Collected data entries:
** BEGIN **

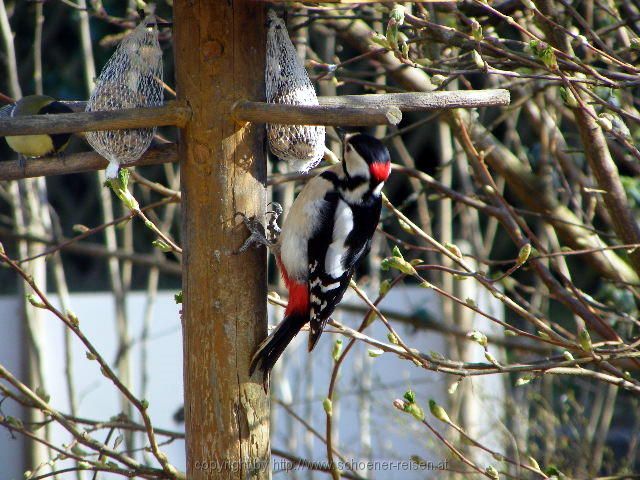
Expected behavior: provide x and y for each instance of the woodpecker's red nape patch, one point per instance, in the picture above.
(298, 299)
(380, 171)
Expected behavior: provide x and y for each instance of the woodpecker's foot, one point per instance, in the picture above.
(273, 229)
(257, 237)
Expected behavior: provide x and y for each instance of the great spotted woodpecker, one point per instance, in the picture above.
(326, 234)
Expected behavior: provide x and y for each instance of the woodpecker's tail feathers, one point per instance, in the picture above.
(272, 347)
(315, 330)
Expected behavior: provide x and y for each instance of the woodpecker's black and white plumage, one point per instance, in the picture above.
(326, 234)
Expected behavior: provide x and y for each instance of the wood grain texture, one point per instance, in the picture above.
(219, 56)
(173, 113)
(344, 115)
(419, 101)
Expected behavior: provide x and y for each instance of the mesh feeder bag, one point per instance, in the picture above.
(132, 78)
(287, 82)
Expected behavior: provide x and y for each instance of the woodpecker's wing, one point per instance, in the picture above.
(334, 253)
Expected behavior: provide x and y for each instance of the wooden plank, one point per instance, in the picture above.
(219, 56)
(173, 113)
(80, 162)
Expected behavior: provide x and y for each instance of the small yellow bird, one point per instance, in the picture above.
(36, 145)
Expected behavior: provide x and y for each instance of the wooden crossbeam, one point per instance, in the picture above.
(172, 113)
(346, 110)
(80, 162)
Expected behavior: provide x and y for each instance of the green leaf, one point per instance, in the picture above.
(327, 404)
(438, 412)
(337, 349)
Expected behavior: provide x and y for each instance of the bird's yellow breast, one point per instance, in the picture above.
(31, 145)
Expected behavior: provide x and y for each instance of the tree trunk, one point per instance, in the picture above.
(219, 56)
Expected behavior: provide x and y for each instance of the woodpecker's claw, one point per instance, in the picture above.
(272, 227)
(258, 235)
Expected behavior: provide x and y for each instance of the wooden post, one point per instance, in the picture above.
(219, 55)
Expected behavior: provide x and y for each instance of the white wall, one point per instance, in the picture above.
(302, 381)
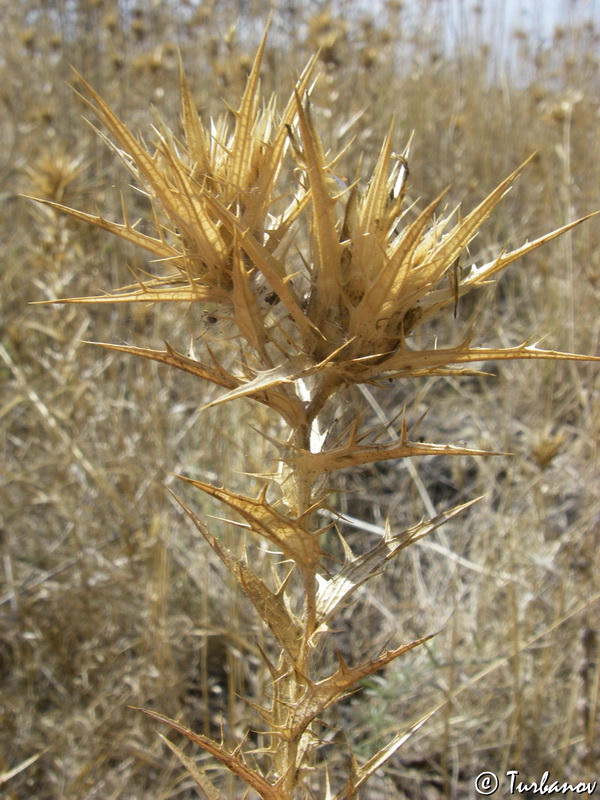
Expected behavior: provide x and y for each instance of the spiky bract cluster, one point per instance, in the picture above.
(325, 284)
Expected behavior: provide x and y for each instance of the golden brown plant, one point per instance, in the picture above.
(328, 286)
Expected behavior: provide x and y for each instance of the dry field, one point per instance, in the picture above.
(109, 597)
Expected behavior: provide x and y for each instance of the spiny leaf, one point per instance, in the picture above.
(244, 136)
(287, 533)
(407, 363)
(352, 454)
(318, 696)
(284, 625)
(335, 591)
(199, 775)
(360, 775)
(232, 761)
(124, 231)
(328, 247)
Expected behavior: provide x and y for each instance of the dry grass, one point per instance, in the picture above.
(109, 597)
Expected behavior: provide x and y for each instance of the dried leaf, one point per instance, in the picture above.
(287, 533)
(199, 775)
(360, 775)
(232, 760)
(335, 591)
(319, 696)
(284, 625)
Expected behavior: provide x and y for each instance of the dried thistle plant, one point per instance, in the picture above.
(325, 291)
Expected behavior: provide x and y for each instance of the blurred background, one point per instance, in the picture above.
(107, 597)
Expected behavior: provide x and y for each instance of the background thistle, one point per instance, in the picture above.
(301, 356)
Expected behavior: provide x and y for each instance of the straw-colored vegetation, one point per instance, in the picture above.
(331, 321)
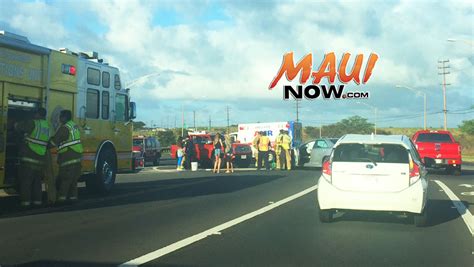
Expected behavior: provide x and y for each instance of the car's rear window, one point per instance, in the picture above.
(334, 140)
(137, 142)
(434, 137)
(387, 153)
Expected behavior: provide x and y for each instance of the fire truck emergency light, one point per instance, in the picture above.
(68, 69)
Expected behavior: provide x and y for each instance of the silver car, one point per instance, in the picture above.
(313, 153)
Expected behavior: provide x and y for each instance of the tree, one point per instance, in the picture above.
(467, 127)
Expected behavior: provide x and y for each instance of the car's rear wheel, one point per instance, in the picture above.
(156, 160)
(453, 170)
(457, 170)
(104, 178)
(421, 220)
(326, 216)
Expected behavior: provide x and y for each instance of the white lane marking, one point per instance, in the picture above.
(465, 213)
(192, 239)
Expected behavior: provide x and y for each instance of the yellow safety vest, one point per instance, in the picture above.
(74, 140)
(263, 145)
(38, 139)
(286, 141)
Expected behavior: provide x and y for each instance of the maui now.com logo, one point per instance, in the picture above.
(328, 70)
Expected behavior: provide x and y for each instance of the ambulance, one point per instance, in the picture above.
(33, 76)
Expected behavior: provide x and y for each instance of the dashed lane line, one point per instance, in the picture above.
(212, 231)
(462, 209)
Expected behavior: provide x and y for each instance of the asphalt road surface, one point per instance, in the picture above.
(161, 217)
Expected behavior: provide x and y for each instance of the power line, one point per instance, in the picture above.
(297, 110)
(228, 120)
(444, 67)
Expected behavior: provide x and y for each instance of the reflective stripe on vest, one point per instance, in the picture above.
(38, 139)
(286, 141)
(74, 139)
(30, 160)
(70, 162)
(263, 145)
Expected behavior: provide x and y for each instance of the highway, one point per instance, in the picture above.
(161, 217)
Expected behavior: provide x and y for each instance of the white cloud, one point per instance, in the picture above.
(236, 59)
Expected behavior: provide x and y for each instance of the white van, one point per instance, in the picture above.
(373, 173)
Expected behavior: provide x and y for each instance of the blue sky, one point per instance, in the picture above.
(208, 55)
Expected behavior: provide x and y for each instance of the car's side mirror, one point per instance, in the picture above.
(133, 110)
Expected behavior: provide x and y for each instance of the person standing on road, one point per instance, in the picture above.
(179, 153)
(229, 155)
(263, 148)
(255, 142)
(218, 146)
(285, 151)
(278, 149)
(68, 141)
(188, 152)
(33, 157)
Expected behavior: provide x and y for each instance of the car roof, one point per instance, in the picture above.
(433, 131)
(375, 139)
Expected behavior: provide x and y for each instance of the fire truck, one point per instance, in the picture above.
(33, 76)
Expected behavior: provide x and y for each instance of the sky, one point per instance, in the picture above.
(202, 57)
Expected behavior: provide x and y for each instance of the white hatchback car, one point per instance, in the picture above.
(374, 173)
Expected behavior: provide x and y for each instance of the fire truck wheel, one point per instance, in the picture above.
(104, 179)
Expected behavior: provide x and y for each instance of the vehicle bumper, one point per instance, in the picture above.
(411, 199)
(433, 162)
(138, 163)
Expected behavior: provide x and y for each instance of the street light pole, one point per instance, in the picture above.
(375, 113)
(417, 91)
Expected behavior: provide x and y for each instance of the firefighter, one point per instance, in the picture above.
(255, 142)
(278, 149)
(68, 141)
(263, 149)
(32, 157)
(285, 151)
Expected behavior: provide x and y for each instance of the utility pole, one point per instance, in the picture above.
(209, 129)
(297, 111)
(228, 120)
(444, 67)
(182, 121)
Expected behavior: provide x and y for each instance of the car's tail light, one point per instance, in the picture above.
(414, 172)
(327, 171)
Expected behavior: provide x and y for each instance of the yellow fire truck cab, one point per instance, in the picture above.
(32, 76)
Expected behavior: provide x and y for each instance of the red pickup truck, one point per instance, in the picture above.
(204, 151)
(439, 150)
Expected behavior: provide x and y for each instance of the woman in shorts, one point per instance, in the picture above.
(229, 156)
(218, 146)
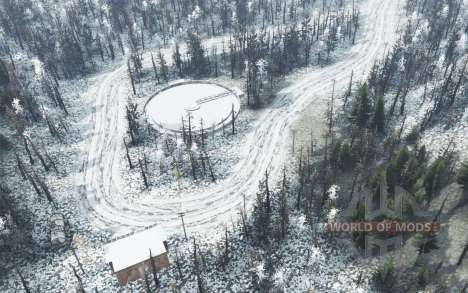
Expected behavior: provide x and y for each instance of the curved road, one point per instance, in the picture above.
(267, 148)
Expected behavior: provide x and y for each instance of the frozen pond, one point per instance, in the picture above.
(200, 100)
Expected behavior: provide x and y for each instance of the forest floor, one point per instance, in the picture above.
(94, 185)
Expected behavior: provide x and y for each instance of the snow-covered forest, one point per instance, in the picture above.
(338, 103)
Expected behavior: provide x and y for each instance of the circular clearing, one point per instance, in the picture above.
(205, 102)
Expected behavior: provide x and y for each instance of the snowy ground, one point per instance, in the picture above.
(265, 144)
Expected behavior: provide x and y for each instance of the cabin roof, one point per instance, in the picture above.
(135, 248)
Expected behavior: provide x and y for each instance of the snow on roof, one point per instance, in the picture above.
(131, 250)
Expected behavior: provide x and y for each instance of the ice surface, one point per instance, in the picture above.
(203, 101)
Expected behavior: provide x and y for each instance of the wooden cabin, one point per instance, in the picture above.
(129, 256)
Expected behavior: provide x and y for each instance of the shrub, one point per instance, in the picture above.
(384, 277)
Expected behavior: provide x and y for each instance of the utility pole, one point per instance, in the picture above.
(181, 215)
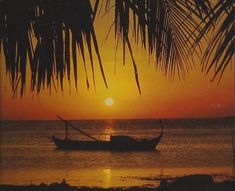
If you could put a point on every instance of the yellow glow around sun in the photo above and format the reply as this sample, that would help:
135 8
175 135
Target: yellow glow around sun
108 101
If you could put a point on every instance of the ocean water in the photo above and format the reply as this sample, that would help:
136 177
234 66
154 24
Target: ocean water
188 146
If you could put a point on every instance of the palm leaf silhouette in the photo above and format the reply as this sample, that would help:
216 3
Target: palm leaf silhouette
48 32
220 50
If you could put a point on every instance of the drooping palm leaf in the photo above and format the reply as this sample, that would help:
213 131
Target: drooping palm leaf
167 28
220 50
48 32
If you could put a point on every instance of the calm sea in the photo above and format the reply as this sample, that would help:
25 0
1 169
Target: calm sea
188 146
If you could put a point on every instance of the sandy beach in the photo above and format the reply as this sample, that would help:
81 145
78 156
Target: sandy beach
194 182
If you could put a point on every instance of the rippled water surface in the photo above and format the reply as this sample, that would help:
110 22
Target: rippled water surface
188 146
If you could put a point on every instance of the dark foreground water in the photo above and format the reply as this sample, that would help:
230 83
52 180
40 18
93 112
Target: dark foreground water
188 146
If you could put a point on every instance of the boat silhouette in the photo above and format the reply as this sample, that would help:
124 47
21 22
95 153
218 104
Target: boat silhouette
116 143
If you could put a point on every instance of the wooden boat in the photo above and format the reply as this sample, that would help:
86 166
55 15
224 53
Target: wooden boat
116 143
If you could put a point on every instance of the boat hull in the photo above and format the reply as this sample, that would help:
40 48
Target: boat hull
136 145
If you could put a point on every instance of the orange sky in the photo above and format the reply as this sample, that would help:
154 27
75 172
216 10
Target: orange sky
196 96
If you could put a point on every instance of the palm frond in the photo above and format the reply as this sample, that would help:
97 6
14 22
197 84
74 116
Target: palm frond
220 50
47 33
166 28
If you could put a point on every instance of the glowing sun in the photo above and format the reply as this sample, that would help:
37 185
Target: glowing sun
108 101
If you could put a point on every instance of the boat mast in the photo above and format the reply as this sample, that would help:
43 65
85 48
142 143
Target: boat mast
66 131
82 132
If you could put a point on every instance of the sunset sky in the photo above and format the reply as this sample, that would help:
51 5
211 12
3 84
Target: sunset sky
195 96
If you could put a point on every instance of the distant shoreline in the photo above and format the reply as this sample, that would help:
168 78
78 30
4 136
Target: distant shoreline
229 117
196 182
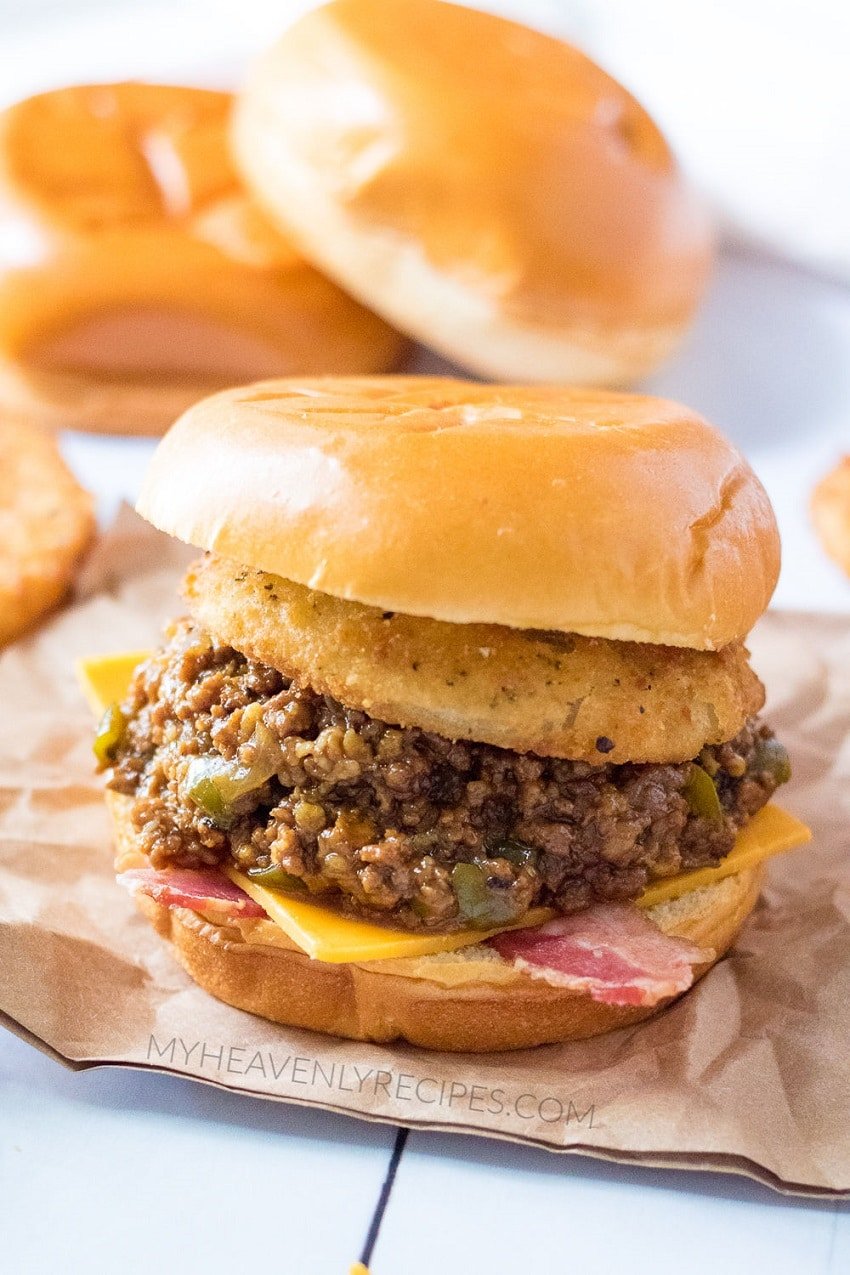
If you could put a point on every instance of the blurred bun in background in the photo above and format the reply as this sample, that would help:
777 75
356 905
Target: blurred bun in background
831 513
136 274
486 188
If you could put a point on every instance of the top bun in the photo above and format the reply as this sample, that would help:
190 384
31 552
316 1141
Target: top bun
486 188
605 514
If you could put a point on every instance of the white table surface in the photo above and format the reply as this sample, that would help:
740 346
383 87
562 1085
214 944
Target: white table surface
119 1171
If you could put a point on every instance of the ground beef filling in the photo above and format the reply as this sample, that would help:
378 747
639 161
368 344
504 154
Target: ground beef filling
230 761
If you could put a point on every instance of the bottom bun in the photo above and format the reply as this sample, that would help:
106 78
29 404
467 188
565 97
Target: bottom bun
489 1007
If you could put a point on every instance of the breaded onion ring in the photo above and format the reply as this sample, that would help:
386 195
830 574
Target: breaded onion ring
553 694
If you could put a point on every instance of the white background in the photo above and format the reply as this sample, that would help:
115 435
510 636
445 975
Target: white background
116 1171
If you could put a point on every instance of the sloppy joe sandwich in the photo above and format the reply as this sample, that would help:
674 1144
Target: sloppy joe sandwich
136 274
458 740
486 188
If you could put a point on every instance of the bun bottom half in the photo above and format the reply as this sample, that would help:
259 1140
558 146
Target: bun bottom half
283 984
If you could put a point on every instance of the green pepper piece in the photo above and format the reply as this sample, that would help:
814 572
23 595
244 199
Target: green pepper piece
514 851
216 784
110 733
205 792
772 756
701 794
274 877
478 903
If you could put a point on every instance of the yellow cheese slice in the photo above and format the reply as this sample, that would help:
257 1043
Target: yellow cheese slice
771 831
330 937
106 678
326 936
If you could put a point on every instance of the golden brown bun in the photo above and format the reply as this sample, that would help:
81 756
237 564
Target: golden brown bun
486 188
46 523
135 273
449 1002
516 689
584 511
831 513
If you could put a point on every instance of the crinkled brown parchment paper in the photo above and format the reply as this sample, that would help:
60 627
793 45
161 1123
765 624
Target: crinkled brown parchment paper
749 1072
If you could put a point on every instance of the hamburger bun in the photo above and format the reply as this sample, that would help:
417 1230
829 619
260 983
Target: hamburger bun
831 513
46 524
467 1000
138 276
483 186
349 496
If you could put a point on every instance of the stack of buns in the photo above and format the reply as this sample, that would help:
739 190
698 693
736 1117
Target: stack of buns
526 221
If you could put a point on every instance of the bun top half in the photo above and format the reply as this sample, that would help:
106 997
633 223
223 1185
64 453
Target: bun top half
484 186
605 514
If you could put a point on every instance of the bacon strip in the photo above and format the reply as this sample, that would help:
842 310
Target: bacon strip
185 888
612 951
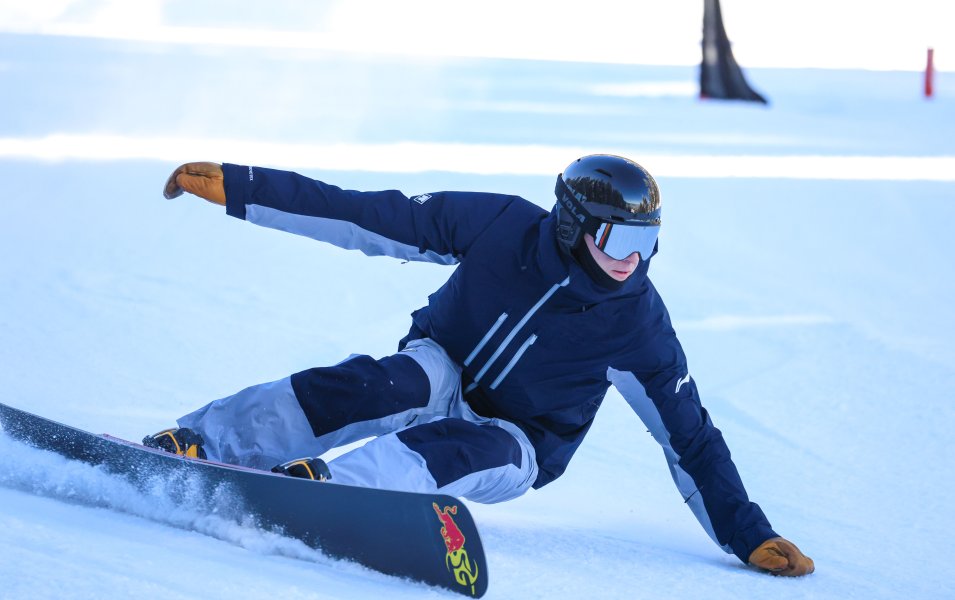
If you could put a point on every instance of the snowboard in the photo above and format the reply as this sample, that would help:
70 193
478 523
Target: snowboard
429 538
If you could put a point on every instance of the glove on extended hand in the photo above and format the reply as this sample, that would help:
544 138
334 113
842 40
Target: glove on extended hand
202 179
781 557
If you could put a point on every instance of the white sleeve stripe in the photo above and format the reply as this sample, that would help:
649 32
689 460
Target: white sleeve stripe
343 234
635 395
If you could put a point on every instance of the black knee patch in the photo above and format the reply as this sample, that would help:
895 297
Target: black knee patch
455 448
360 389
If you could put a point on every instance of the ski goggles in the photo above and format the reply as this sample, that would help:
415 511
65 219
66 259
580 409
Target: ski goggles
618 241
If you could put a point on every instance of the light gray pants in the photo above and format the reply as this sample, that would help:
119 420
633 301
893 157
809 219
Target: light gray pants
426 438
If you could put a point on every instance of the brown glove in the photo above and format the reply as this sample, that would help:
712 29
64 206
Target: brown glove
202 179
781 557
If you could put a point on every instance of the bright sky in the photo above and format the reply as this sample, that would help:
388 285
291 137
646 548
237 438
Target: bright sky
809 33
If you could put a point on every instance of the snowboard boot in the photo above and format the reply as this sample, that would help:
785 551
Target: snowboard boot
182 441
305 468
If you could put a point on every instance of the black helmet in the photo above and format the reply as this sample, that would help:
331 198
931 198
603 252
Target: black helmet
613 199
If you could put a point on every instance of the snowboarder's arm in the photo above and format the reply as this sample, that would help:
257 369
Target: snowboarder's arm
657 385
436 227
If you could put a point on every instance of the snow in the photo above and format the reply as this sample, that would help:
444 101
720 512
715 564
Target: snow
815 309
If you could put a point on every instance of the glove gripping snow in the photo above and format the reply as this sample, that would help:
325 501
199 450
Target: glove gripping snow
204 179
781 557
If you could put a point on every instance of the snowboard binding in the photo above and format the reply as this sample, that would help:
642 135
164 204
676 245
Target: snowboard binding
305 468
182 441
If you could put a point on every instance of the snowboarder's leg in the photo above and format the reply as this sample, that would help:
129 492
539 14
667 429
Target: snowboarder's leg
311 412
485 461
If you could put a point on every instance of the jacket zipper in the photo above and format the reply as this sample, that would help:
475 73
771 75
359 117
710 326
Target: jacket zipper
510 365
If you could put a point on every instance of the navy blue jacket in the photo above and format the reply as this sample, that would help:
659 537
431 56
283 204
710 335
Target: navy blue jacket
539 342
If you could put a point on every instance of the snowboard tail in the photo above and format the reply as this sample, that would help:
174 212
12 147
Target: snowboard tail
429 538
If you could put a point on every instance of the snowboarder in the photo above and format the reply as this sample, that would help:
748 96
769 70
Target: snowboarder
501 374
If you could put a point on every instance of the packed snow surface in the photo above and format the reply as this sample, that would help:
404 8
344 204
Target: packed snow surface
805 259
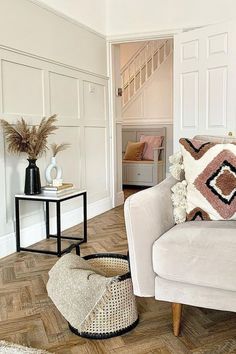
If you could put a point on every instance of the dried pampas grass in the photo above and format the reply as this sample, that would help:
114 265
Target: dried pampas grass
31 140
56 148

** END **

== WRITTEN TASK ==
Beginning at the line with "the snowboarder in", reproduce each line exactly through the last line of the records above, with pictures left out.

== REPLY ==
If you could put a point on every instance of the snowboarder in the photo above and format the reply as this sample, that would help:
748 96
769 70
Target: snowboarder
501 374
If you could put a point on every instance of the packed snow surface in the photo above and format the reply as this sample, that would help:
404 8
344 204
Target: packed snow surface
805 259
If you could put a point on every instance of the dried pampas grass in the photo above and format the reply as this sample, that would help:
114 265
Target: dried pampas grass
31 140
56 148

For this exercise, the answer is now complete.